[[ STUDY MATERIAL open ]]

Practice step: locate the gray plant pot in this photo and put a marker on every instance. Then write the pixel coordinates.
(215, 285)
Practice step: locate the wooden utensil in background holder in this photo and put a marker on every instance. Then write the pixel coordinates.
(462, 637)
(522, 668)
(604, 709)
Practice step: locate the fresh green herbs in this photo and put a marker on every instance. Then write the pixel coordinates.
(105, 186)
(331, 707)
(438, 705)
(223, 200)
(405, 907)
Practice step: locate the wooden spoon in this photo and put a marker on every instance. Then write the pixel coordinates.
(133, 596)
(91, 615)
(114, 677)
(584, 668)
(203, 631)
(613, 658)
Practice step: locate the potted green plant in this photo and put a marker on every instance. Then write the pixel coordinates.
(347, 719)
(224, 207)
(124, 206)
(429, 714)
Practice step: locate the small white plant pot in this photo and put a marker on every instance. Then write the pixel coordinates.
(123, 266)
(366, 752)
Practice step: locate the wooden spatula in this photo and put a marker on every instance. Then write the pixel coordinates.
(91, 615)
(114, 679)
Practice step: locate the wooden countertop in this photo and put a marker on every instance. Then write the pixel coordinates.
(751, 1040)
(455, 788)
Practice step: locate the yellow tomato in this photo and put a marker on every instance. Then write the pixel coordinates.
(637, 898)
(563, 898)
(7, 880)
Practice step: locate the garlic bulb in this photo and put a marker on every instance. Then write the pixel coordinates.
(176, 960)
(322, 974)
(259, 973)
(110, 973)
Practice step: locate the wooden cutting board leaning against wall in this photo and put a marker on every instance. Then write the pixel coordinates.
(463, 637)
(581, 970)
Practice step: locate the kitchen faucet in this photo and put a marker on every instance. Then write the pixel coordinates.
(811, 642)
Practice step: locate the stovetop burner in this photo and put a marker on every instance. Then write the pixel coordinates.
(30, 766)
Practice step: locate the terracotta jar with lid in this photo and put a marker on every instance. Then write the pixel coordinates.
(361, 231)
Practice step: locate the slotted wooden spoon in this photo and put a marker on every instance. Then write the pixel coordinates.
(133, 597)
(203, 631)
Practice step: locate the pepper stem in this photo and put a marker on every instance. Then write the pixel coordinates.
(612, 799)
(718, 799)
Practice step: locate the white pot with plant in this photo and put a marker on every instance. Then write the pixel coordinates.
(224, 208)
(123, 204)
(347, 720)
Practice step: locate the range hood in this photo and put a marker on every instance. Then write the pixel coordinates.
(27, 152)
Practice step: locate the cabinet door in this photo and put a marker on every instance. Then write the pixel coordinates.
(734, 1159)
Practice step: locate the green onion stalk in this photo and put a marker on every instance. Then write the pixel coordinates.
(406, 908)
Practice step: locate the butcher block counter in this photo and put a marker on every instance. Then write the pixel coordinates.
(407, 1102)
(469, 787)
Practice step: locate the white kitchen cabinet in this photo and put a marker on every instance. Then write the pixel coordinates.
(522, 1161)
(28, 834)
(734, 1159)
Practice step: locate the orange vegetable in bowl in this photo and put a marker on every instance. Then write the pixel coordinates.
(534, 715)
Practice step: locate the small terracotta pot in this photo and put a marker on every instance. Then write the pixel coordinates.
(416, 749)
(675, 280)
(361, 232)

[[ STUDY MATERIAL closed ]]

Each record above is to be returned verbatim.

Practice step: locate the gray plant pot in this photo and put a marker on every instance. Then write the pixel coordinates.
(215, 285)
Practice step: locate the wooden utensil in background holder in this photo and put a marker on every instance. Then write the pixel coordinates.
(462, 637)
(522, 668)
(604, 709)
Practice step: locate the fresh green herbs in this photo and put a marker on every instance. Then write the pixel coordinates.
(105, 186)
(331, 707)
(438, 705)
(223, 200)
(405, 907)
Practice step: locate the wooden spoon in this photo and put a marker on every instance. Then write the pixel coordinates.
(133, 596)
(91, 615)
(114, 677)
(584, 668)
(203, 631)
(613, 658)
Practice step: locate the potted green plant in this photo and put a marker on every instance. Then write the pixel coordinates.
(347, 719)
(224, 207)
(124, 206)
(429, 714)
Practice step: locate the small white plant pot in this photo and put a marker on every instance. Then write the pixel coordinates.
(123, 266)
(366, 752)
Practice step: locate the wooden spatula in this photo and put a marker on every instance. Then write the pixel coordinates.
(91, 615)
(114, 679)
Practice step: locate the wooden countertop in this photo and put a marker on every instance. Then write the pixel coordinates.
(751, 1040)
(455, 788)
Practice step: locate the yellow tomato in this photo and put a marker on every instance. Then write the pixel coordinates.
(637, 898)
(563, 898)
(7, 880)
Practice step: locate the garlic bulb in this photo and put a marker on every instance. Then write the pixel coordinates.
(176, 960)
(322, 974)
(259, 973)
(110, 973)
Practice step: locate the wooden cutting board leaning against wall in this photo and put a marker on every instance. Then write the pixel coordinates.
(463, 637)
(581, 970)
Practice step: locate the kitchen faucet in this photo and put a marker on every instance. Then write the pixel coordinates.
(811, 642)
Practice step: locate the stovetop burner in this photo and put a marker on every instance. Then write the pixel coordinates.
(30, 766)
Practice step: locate the terracotta jar with lid in this photo and put a marker on every instance. Then write the pixel coordinates.
(361, 231)
Practice step: locate the slotted wooden spoon in this photo and put a marker on every instance. Then write the pixel coordinates.
(133, 597)
(203, 631)
Practice step: locate the pepper stem in this photo and put a marker on every instance. Then write the pixel coordinates.
(612, 799)
(718, 799)
Practice step: locate the white pot with plant in this photo and put a marker on every instance. Then write the pixel coordinates.
(224, 208)
(123, 204)
(347, 720)
Practice step: locate the range hood in this photo and put a marker on every instance. Then write the pixel coordinates.
(27, 152)
Practice step: locate the cabinet door in this photo and put a marker on every instance. Then write the pixel coordinates.
(734, 1159)
Practice step: locate the green onion stalk in this photo and put a marker on every instance. Then write the pixel coordinates.
(406, 908)
Practice step: locate the butcher block counter in this photo and put a marker on every instance. Then write the pixel coordinates.
(407, 1102)
(469, 787)
Practice step: locate the white kitchen cabinet in this photo and put a marker on every instance. Then write the pixel coordinates.
(522, 1161)
(28, 834)
(734, 1159)
Practice step: locate the orange vegetable in bowl in this photo and put a marker on every instance. Then write the pixel coordinates.
(534, 715)
Practice step: locate the small terracotta pot in this photo and put a marker on every instance. Then write the pixel coordinates.
(416, 749)
(675, 280)
(361, 232)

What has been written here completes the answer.